SET EXERCISE 1:
Retype the article about Katie Sowers and other female coaches in men's sports word for word, from top to bottom.
# START OF PASSAGE SHOWN
Playing with the Big Boys

How Katie Sowers and Other Female Coaches Have Won Over Players in Men's Sports

by Sara Ventiera

Financial Frequency. myInspiration

January 31, 2020 .7 min read

When Katie Sowers got hired as an assistant by the San Francisco 49ers in June 2017, she knew she had to prove her worth in an extremely competitive field, where many are wary of those who never played in the NFL. 

Being a woman, and openly gay, maximized the degree of difficulty.  

The team’s ownership embraced her hiring and said all the right things about adding diversity to its coaching staff. But winning over the players in this hyper-masculine, conservative culture posed an entirely different challenge for her. 

This is about how she did just that.

And with Sowers having become the first female coach for a Super Bowl team, her approach, and that of women in the NFL and NBA, provides a blueprint for gaining acceptance in men’s professional sports, not to mention other industries. All at a time of intense focus on pay inequality, sexual harassment and mistreatment in the workplace -- and the value of inclusive employment.
# END OF PASSAGE SHOWN
SET EXERCISE 2:
In the listing, echo the lines from the one containing "[output] one dot per instance, form <point>210,319</point>." through the one containing "<point>709,550</point>", both included, and nothing else.
# START OF RECORDS FOR PROCESSING
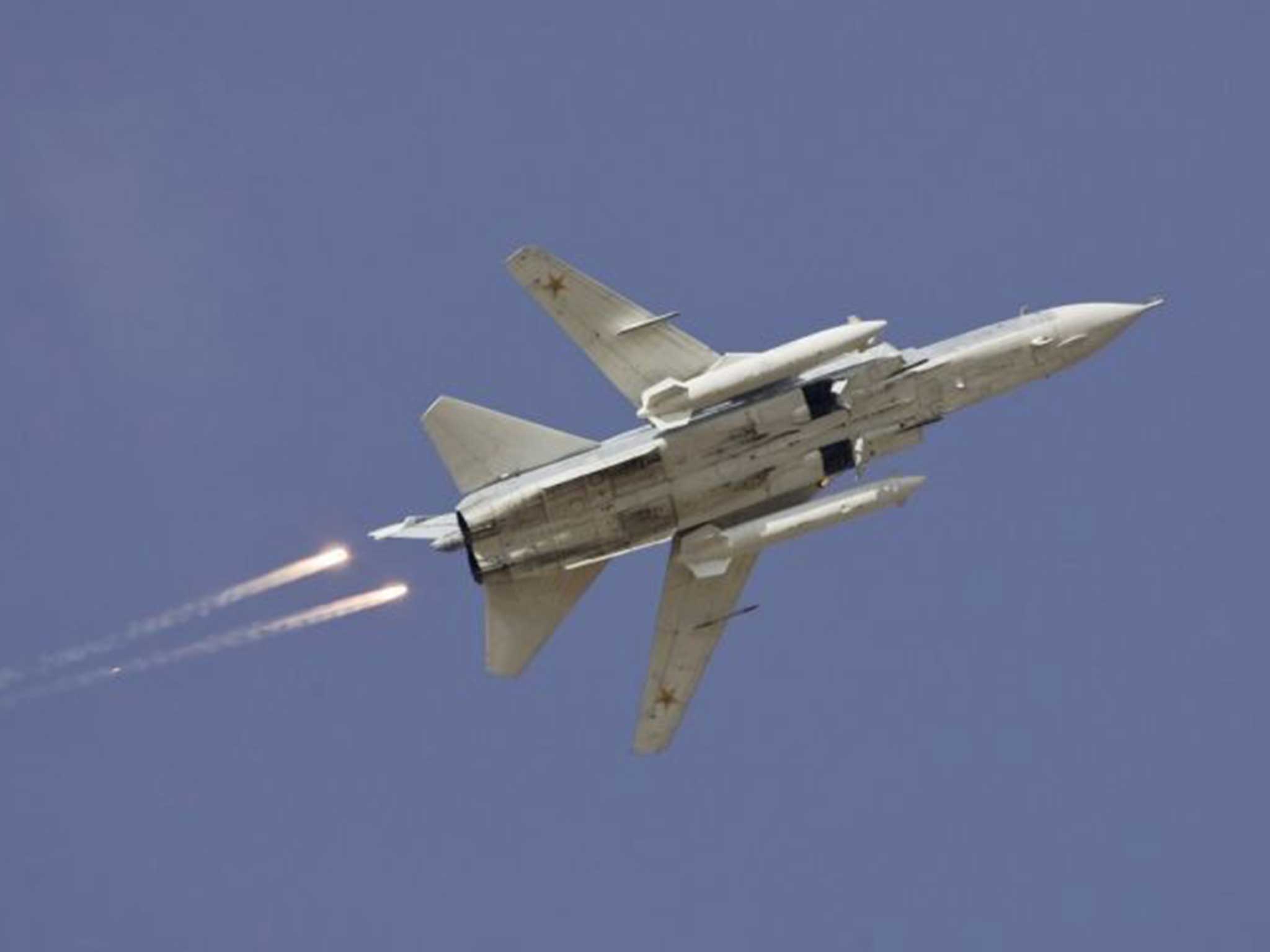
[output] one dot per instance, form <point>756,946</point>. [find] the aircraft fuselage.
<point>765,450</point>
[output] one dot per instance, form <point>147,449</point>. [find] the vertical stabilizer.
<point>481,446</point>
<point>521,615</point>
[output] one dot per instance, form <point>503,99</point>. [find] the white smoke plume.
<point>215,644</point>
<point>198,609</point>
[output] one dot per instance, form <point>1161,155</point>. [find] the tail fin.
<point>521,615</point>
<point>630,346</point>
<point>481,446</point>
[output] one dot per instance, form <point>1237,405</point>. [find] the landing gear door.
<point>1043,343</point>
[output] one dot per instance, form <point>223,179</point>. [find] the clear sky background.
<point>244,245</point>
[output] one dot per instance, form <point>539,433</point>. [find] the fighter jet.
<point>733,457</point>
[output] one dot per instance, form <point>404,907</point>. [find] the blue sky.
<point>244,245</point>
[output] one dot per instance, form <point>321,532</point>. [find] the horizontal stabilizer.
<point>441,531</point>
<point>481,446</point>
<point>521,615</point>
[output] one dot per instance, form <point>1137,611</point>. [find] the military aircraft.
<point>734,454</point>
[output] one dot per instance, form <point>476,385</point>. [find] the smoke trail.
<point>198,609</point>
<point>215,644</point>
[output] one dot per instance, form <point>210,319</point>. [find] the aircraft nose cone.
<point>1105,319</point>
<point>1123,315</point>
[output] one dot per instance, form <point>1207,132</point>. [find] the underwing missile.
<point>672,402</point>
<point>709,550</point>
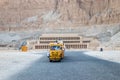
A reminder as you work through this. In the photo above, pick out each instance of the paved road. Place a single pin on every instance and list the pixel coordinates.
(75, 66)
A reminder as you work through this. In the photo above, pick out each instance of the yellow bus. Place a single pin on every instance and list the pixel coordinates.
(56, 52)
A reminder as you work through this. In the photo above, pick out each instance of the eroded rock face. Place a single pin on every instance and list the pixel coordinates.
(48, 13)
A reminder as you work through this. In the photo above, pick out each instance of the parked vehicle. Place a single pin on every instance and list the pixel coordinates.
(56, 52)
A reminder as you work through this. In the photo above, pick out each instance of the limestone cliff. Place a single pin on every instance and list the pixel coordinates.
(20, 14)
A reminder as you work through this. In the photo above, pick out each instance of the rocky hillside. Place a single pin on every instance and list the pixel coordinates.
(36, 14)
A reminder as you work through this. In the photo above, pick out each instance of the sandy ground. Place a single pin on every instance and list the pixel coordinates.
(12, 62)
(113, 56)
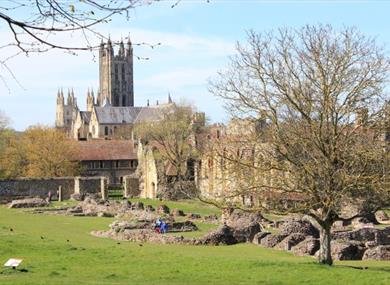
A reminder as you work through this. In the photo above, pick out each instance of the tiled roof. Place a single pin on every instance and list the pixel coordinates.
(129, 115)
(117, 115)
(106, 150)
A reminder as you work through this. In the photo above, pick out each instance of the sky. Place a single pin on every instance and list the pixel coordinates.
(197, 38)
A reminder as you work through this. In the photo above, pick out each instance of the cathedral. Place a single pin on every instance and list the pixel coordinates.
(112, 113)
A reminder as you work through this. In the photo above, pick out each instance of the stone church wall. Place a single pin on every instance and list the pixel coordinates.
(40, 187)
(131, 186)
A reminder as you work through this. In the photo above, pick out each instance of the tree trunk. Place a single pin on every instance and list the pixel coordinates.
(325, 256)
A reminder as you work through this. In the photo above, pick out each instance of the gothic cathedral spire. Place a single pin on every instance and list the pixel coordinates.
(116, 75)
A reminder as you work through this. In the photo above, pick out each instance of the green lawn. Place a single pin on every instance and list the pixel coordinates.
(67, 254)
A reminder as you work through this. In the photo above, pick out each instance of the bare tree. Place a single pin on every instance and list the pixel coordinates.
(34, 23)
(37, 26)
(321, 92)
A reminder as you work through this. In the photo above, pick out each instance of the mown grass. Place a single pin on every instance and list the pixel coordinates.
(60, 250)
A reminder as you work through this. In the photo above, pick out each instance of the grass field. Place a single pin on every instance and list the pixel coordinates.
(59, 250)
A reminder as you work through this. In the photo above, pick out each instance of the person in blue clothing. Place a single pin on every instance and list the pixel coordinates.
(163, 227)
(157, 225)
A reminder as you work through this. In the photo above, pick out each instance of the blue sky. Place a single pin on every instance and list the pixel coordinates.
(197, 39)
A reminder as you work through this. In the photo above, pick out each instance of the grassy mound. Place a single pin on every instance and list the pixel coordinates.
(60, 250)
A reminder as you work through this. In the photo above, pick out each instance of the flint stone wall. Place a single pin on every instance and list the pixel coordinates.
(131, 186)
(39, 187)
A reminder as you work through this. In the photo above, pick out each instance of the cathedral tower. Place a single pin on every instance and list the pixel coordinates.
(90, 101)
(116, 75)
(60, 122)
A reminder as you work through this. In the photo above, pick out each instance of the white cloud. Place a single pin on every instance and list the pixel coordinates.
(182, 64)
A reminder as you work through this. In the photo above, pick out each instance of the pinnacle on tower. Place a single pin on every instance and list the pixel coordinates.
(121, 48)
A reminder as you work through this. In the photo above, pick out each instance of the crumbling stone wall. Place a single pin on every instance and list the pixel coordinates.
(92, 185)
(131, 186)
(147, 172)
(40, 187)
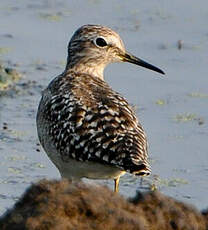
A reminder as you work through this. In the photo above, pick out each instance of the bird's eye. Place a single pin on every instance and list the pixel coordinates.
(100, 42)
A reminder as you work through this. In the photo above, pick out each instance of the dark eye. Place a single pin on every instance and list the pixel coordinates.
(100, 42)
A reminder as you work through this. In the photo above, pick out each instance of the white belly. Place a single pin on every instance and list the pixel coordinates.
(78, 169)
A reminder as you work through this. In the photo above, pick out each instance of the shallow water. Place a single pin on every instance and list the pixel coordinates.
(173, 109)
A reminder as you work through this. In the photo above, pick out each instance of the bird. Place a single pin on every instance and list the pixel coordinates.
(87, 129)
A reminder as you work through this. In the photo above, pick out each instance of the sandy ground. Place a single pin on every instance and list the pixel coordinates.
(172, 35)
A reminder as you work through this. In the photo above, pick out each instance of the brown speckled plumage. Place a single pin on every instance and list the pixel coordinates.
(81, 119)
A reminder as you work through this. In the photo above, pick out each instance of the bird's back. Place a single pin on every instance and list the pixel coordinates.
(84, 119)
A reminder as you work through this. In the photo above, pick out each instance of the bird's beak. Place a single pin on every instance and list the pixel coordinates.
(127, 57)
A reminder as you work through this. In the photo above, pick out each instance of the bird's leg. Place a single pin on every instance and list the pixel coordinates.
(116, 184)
# END OF RECORDS FOR PROCESSING
CORRECT OUTPUT 1:
Playing with the Big Boys

How Katie Sowers and Other Female Coaches Have Won Over Players in Men's Sports

by Sara Ventiera

Financial Frequency. myInspiration

January 31, 2020 .7 min read

When Katie Sowers got hired as an assistant by the San Francisco 49ers in June 2017, she knew she had to prove her worth in an extremely competitive field, where many are wary of those who never played in the NFL. 

Being a woman, and openly gay, maximized the degree of difficulty.  

The team’s ownership embraced her hiring and said all the right things about adding diversity to its coaching staff. But winning over the players in this hyper-masculine, conservative culture posed an entirely different challenge for her. 

This is about how she did just that.

And with Sowers having become the first female coach for a Super Bowl team, her approach, and that of women in the NFL and NBA, provides a blueprint for gaining acceptance in men’s professional sports, not to mention other industries. All at a time of intense focus on pay inequality, sexual harassment and mistreatment in the workplace -- and the value of inclusive employment.

CORRECT OUTPUT 2:
[output] one dot per instance, form <point>210,319</point>. [find] the aircraft nose cone.
<point>1105,319</point>
<point>1123,315</point>
[output] one dot per instance, form <point>1207,132</point>. [find] the underwing missile.
<point>672,402</point>
<point>709,550</point>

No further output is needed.